# Exercise details
Exactly as given, output all the records that follow.

Stored items
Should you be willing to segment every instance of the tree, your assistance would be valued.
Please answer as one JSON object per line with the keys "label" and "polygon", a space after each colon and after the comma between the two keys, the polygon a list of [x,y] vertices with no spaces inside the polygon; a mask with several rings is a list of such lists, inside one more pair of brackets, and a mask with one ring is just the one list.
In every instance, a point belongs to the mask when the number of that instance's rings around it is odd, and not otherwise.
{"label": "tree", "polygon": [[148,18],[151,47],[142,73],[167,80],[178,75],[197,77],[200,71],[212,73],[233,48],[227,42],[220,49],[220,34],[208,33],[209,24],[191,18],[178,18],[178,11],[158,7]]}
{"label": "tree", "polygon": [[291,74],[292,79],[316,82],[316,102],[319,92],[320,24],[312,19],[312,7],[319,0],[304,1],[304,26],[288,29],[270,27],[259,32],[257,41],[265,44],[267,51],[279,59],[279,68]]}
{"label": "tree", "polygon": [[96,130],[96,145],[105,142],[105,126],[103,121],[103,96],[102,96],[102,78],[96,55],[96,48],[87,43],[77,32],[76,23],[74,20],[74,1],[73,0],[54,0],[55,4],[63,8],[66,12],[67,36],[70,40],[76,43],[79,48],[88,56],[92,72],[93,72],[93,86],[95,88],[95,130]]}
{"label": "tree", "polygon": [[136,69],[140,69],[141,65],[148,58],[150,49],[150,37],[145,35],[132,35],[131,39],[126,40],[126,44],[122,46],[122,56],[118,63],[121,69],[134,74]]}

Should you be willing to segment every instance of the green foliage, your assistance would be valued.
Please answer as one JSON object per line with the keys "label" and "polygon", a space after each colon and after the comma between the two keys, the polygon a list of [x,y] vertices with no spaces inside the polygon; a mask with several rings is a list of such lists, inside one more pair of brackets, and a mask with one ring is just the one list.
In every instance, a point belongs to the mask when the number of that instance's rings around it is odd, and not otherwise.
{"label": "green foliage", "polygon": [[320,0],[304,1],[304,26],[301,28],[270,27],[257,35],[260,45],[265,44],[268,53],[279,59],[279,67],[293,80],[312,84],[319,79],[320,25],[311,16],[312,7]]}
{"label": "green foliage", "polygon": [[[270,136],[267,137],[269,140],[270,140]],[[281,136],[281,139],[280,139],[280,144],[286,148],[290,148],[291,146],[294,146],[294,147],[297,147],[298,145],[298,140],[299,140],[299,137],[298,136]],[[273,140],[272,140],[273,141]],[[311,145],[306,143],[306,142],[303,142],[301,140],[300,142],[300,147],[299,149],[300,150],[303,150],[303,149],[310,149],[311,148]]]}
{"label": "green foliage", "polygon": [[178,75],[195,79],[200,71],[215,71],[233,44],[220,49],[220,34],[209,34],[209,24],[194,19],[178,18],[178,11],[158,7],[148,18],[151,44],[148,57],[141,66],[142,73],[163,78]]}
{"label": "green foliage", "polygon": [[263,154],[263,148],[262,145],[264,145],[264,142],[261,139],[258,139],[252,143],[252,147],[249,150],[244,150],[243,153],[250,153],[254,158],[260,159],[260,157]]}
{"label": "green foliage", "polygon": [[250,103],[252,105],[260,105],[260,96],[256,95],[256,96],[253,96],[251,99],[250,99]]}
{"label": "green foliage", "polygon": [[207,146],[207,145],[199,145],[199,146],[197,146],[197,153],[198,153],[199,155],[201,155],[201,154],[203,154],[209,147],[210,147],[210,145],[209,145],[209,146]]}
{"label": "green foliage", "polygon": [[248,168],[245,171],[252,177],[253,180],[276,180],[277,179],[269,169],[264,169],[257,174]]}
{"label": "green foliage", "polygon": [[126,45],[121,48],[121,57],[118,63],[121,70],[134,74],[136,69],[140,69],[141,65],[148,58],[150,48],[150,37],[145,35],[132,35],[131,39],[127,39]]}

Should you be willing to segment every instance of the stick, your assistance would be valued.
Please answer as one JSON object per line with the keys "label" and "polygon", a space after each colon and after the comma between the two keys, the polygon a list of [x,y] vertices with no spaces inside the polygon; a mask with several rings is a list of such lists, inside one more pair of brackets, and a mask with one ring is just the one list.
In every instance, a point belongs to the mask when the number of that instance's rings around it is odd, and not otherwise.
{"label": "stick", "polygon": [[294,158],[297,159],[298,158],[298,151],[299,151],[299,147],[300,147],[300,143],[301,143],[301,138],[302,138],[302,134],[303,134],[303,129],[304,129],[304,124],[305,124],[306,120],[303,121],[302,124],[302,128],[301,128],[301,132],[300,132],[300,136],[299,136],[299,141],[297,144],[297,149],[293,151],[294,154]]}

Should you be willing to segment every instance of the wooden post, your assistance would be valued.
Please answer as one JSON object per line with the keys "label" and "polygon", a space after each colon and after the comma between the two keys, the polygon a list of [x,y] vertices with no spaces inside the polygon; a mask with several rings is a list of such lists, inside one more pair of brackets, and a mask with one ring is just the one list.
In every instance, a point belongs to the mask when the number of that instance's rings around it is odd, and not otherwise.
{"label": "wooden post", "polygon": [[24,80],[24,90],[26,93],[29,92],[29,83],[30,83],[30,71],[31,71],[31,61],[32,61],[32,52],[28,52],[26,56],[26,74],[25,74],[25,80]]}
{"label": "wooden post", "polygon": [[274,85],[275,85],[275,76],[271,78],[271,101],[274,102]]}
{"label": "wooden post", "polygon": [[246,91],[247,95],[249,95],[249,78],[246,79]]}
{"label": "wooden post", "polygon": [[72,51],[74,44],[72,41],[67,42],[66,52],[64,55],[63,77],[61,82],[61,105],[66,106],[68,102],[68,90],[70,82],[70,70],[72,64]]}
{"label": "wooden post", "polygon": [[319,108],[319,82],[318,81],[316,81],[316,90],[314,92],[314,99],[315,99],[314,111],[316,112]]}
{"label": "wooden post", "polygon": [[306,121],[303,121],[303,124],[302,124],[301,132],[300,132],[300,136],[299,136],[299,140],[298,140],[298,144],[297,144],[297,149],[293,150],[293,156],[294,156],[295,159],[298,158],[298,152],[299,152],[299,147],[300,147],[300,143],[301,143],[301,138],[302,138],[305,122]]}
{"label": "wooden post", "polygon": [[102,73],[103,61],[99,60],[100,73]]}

# Response to this exercise
Should you be willing to segment every instance of the tree, your assistance would be valued.
Please answer as one JSON object per line with the keys "label" and "polygon", a space after each colon and after the comma between the two keys, the polygon a list of [x,y] vertices with no spaces inside the polygon; a mask with several rings is a list of such lists, inside one more pair of brackets, and a mask with one ring is just the one list.
In every instance, a point belongs to the mask when the number of that instance's rings around it is odd, and not otherwise.
{"label": "tree", "polygon": [[148,18],[151,47],[142,73],[167,80],[178,75],[197,77],[200,71],[212,73],[233,48],[227,42],[220,49],[220,34],[208,33],[209,24],[191,18],[178,18],[178,11],[158,7]]}
{"label": "tree", "polygon": [[291,74],[292,79],[316,82],[316,102],[319,92],[320,24],[312,19],[312,7],[319,0],[304,1],[304,26],[288,29],[270,27],[259,32],[257,41],[265,44],[267,51],[279,59],[279,68]]}
{"label": "tree", "polygon": [[96,130],[96,145],[105,142],[105,126],[103,121],[103,96],[102,96],[102,78],[96,55],[96,48],[87,43],[77,32],[76,23],[74,20],[74,1],[73,0],[54,0],[55,4],[63,8],[66,12],[67,36],[70,40],[76,43],[79,48],[88,56],[92,72],[93,72],[93,86],[95,88],[95,130]]}
{"label": "tree", "polygon": [[136,69],[140,69],[141,65],[148,58],[150,49],[150,37],[145,35],[132,35],[131,39],[126,40],[126,44],[122,46],[122,56],[118,63],[121,69],[134,74]]}

Should you be willing to segment every instance of the green foliage, your assistance would be valued.
Please answer as one JSON object per line with the keys "label" and "polygon", a space after each colon and after the comma between the two keys, the polygon a list of [x,y] vertices with no spaces inside the polygon; a mask with several rings is a list of such lists, inside one more pair of brackets, and a mask with one ring is just the one list.
In every instance, a point belongs to the mask when the number of that instance's rings around it is odd, and not otherwise.
{"label": "green foliage", "polygon": [[320,0],[304,1],[304,26],[301,28],[270,27],[257,35],[260,45],[265,44],[268,53],[279,59],[279,67],[293,80],[312,84],[319,79],[320,25],[311,16],[312,7]]}
{"label": "green foliage", "polygon": [[[270,136],[267,137],[269,140],[270,140]],[[281,136],[281,139],[280,139],[280,144],[286,148],[290,148],[291,146],[294,146],[294,147],[297,147],[298,145],[298,140],[299,140],[299,137],[298,136]],[[273,140],[272,140],[273,141]],[[311,145],[306,143],[306,142],[303,142],[301,140],[300,142],[300,147],[299,149],[300,150],[303,150],[303,149],[310,149],[311,148]]]}
{"label": "green foliage", "polygon": [[178,75],[195,79],[200,71],[215,71],[233,44],[220,49],[220,34],[209,34],[209,24],[194,19],[178,18],[178,11],[158,7],[148,18],[151,44],[148,57],[141,66],[142,73],[163,78]]}
{"label": "green foliage", "polygon": [[263,154],[263,148],[262,145],[264,145],[264,142],[261,139],[258,139],[252,143],[252,147],[249,150],[244,150],[243,153],[250,153],[254,158],[260,159],[260,157]]}
{"label": "green foliage", "polygon": [[250,103],[252,105],[260,105],[260,96],[256,95],[256,96],[253,96],[251,99],[250,99]]}
{"label": "green foliage", "polygon": [[207,146],[207,145],[199,145],[199,146],[197,146],[197,153],[198,153],[199,155],[201,155],[201,154],[203,154],[209,147],[210,147],[210,145],[209,145],[209,146]]}
{"label": "green foliage", "polygon": [[248,168],[245,171],[252,177],[253,180],[276,180],[277,179],[269,169],[264,169],[257,174]]}
{"label": "green foliage", "polygon": [[126,45],[121,48],[121,57],[118,63],[121,70],[134,74],[136,69],[140,69],[141,65],[148,58],[150,48],[150,37],[145,35],[132,35],[131,39],[127,39]]}

Should you be willing to segment every instance of the stick, your assistance would be valued.
Please answer as one JSON object per line with the keys "label" and "polygon", a space after each colon and after the comma between the two keys, the polygon a list of [x,y] vertices with no spaces inside the polygon; a mask with several rings is a list of such lists, inside one more pair of brackets, and a mask with one ring is just the one list.
In every instance, a point belongs to the mask when the number of that instance's rings around it is odd, and not otherwise.
{"label": "stick", "polygon": [[294,158],[297,159],[298,158],[298,151],[299,151],[299,147],[300,147],[300,143],[301,143],[301,138],[302,138],[302,134],[303,134],[303,129],[304,129],[304,124],[305,124],[306,120],[303,121],[302,124],[302,128],[301,128],[301,132],[300,132],[300,136],[299,136],[299,141],[297,144],[297,149],[293,151],[294,154]]}

Should you be willing to segment every instance of the wooden post, your assistance would be valued.
Please answer as one JSON object per line with the keys "label" and "polygon", a space after each colon and after the comma between the two keys, the polygon a list of [x,y] vertices with no spaces inside the polygon; a mask with several rings is a list of such lists, inside one more pair of brackets, and a mask with one ring is just the one list.
In every instance, a point belongs to the mask when the number of that instance's rings around it is odd, and not otherwise.
{"label": "wooden post", "polygon": [[24,80],[24,90],[26,93],[29,92],[29,83],[30,83],[30,71],[31,71],[31,61],[32,61],[32,52],[28,52],[26,56],[26,74],[25,74],[25,80]]}
{"label": "wooden post", "polygon": [[274,85],[275,85],[275,76],[271,78],[271,101],[274,102]]}
{"label": "wooden post", "polygon": [[246,91],[247,95],[249,95],[249,78],[246,79]]}
{"label": "wooden post", "polygon": [[72,51],[74,44],[72,41],[67,42],[66,52],[64,55],[63,77],[61,82],[61,105],[66,106],[68,102],[68,90],[70,82],[70,70],[72,64]]}
{"label": "wooden post", "polygon": [[319,108],[319,82],[318,81],[316,81],[316,90],[314,92],[314,99],[315,99],[314,111],[316,112]]}
{"label": "wooden post", "polygon": [[306,121],[303,121],[303,124],[302,124],[301,132],[300,132],[300,136],[299,136],[299,140],[298,140],[298,144],[297,144],[297,149],[293,150],[293,156],[294,156],[295,159],[298,158],[298,152],[299,152],[299,147],[300,147],[300,143],[301,143],[301,138],[302,138],[305,122]]}
{"label": "wooden post", "polygon": [[102,73],[103,61],[99,60],[100,73]]}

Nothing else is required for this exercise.